Yazılı görev a
Aşağıdaki kitap yazısında "Sizlere bu aralar" sözcüklerinden başlayıp "üzerine aldım okuyorum..." sözcüklerine kadar inen her şeyi harfi harfine kopyalar mısın?

::::::::

Sizlere bu aralar okuduğum 2 kitaptan bahsetmek istiyorum..Canan Tan'a ait her iki kitapta birisi Piraye diğeri Yüreğim Çok Sevdi Seni.......Aslında her iki kitabında ilk konusu aynı gibi üniversitede başlayan bir aşk hikayesi sonrasında gelenek göreneklere göre aşka yenik düşüş..imkansız aşk falan filan...yüreğiniz şişerek soluksuz bir kitap okumak istiyorsanız mutlaka tavsiye ederim.Ben pirayeyi aldığımda wc bile giderken götürüyordum :)))bendende bu beklenir dimi...O kadar bağımlı olunan sürükleyici bir kitap..Sırada okumak için liste yaptığım kitaplardan birkaçını seçip okumak var .....Tabiki ilk önce Orhan Pamuk Masumiyet Müzesi var Zerrinciğimin tavsiyesi üzerine aldım okuyorum...

::::::::

Yazılı görev b
Aşağıdaki satırlardan "driveway" kelimesini içerenlerin tümünü seçip aynen yazar mısın?

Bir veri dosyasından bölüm
::::::::

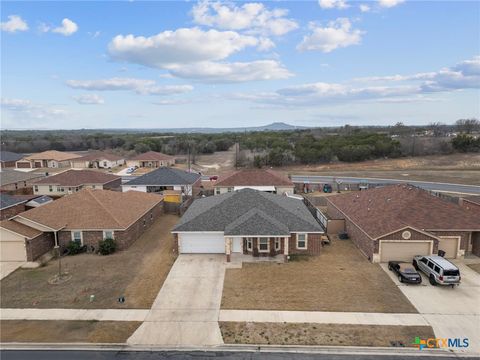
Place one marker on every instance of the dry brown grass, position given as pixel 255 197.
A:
pixel 339 279
pixel 321 334
pixel 67 331
pixel 137 273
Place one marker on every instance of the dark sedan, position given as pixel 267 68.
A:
pixel 406 272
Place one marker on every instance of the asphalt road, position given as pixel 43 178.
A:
pixel 159 355
pixel 442 187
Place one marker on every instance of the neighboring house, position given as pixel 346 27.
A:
pixel 165 178
pixel 8 159
pixel 249 222
pixel 98 160
pixel 72 181
pixel 13 180
pixel 397 222
pixel 151 159
pixel 46 159
pixel 87 217
pixel 257 179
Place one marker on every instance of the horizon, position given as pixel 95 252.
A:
pixel 210 64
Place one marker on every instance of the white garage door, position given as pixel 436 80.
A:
pixel 449 245
pixel 403 250
pixel 12 251
pixel 204 243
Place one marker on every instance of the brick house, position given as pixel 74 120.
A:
pixel 397 222
pixel 249 222
pixel 72 181
pixel 85 217
pixel 257 179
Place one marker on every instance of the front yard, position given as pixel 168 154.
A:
pixel 137 274
pixel 339 279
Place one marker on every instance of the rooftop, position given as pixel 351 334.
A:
pixel 383 210
pixel 78 177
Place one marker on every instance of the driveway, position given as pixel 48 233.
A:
pixel 186 310
pixel 452 313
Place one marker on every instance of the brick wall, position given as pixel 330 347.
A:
pixel 38 246
pixel 12 211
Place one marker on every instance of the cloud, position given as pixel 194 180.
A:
pixel 27 109
pixel 67 28
pixel 139 86
pixel 389 3
pixel 337 34
pixel 15 23
pixel 333 4
pixel 233 72
pixel 253 17
pixel 89 99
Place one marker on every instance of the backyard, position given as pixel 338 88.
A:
pixel 137 274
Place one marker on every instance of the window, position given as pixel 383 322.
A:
pixel 278 244
pixel 77 237
pixel 263 245
pixel 107 234
pixel 301 241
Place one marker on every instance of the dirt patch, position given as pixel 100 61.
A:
pixel 321 334
pixel 339 279
pixel 137 274
pixel 475 267
pixel 64 331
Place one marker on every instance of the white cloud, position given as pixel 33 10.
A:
pixel 233 72
pixel 67 28
pixel 23 108
pixel 139 86
pixel 89 99
pixel 364 8
pixel 389 3
pixel 253 17
pixel 333 4
pixel 337 34
pixel 15 23
pixel 182 46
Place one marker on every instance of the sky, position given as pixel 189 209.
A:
pixel 171 64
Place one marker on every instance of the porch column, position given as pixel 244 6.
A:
pixel 285 249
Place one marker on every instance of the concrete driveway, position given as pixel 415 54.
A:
pixel 186 310
pixel 452 313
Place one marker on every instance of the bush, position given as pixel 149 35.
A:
pixel 74 248
pixel 107 246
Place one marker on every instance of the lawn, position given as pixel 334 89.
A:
pixel 339 279
pixel 67 331
pixel 321 334
pixel 137 274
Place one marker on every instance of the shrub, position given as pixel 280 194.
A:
pixel 107 246
pixel 74 248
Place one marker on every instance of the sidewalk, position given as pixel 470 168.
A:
pixel 74 314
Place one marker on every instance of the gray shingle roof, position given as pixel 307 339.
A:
pixel 248 212
pixel 165 176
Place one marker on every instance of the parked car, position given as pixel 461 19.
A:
pixel 439 270
pixel 406 272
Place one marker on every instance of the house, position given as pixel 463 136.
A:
pixel 257 179
pixel 249 222
pixel 8 159
pixel 165 178
pixel 397 222
pixel 151 159
pixel 46 159
pixel 13 180
pixel 98 160
pixel 71 181
pixel 87 217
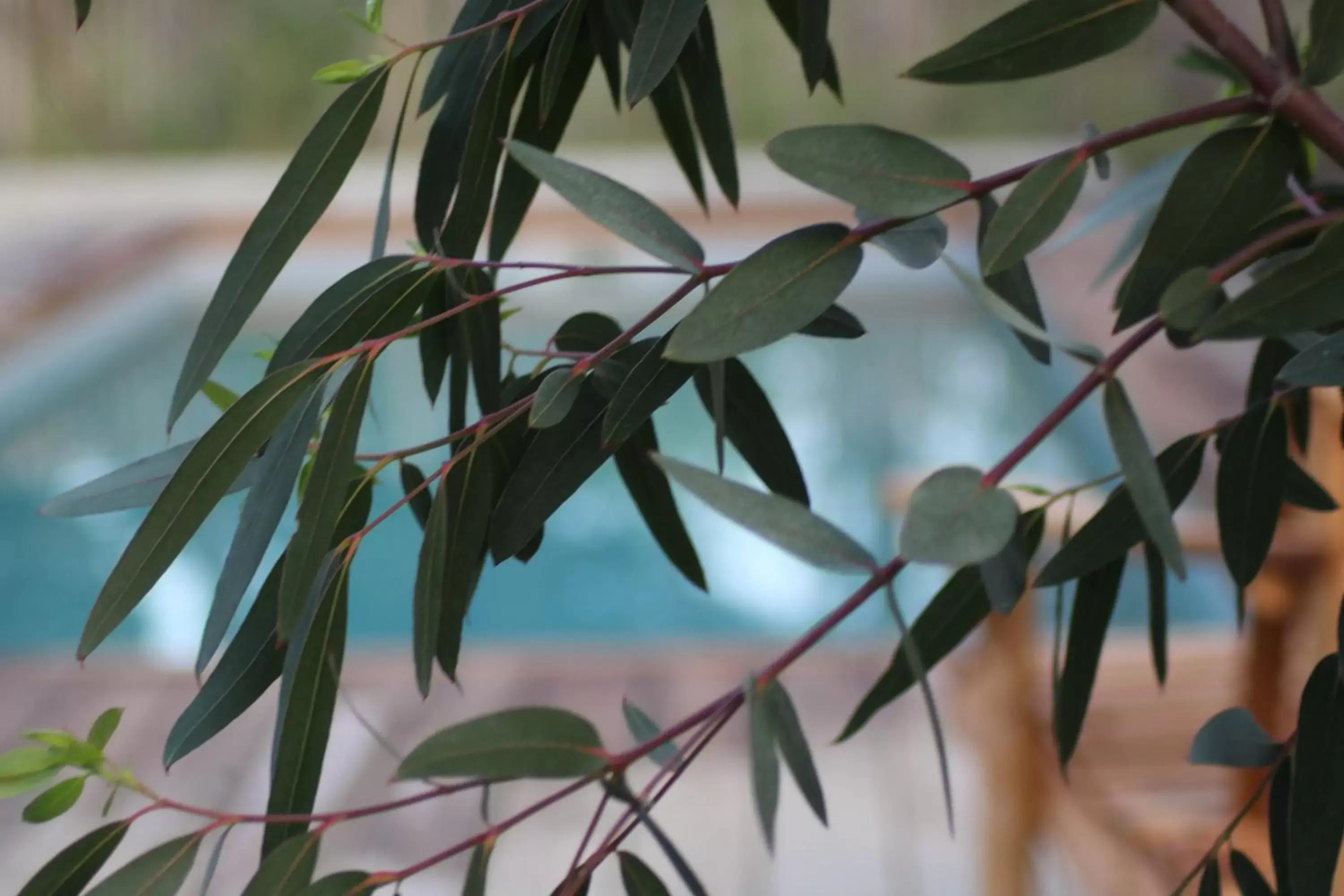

::::::::

Doğru sonuç a
Sizlere bu aralar okuduğum 2 kitaptan bahsetmek istiyorum..Canan Tan'a ait her iki kitapta birisi Piraye diğeri Yüreğim Çok Sevdi Seni.......Aslında her iki kitabında ilk konusu aynı gibi üniversitede başlayan bir aşk hikayesi sonrasında gelenek göreneklere göre aşka yenik düşüş..imkansız aşk falan filan...yüreğiniz şişerek soluksuz bir kitap okumak istiyorsanız mutlaka tavsiye ederim.Ben pirayeyi aldığımda wc bile giderken götürüyordum :)))bendende bu beklenir dimi...O kadar bağımlı olunan sürükleyici bir kitap..Sırada okumak için liste yaptığım kitaplardan birkaçını seçip okumak var .....Tabiki ilk önce Orhan Pamuk Masumiyet Müzesi var Zerrinciğimin tavsiyesi üzerine aldım okuyorum...

Doğru sonuç b
Place one marker on every instance of the driveway, position given as pixel 48 233.
Place one marker on every instance of the concrete driveway, position given as pixel 415 54.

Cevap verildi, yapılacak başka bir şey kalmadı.